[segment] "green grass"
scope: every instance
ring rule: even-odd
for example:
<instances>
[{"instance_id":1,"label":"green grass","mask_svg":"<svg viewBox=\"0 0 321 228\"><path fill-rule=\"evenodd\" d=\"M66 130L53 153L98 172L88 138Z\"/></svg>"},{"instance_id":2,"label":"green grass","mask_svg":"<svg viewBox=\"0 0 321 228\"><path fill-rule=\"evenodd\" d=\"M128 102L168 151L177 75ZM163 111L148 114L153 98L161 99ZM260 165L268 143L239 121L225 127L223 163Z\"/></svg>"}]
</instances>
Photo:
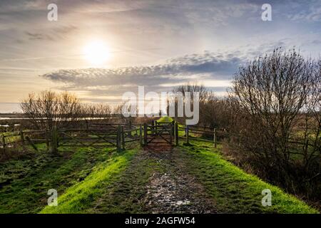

= = = =

Reproduce the entries above word for word, leaving out the pictures.

# Correct answer
[segment] "green grass"
scope: every instance
ring rule: even-odd
for example:
<instances>
[{"instance_id":1,"label":"green grass","mask_svg":"<svg viewBox=\"0 0 321 228\"><path fill-rule=\"evenodd\" d=\"M66 130L53 153L98 172L88 138Z\"/></svg>"},{"instance_id":2,"label":"green grass","mask_svg":"<svg viewBox=\"0 0 321 228\"><path fill-rule=\"evenodd\" d=\"M128 102L168 151L177 75ZM163 111L148 114L153 98L161 99ZM260 165L268 143L239 121L225 127L223 163Z\"/></svg>"}]
</instances>
Photo:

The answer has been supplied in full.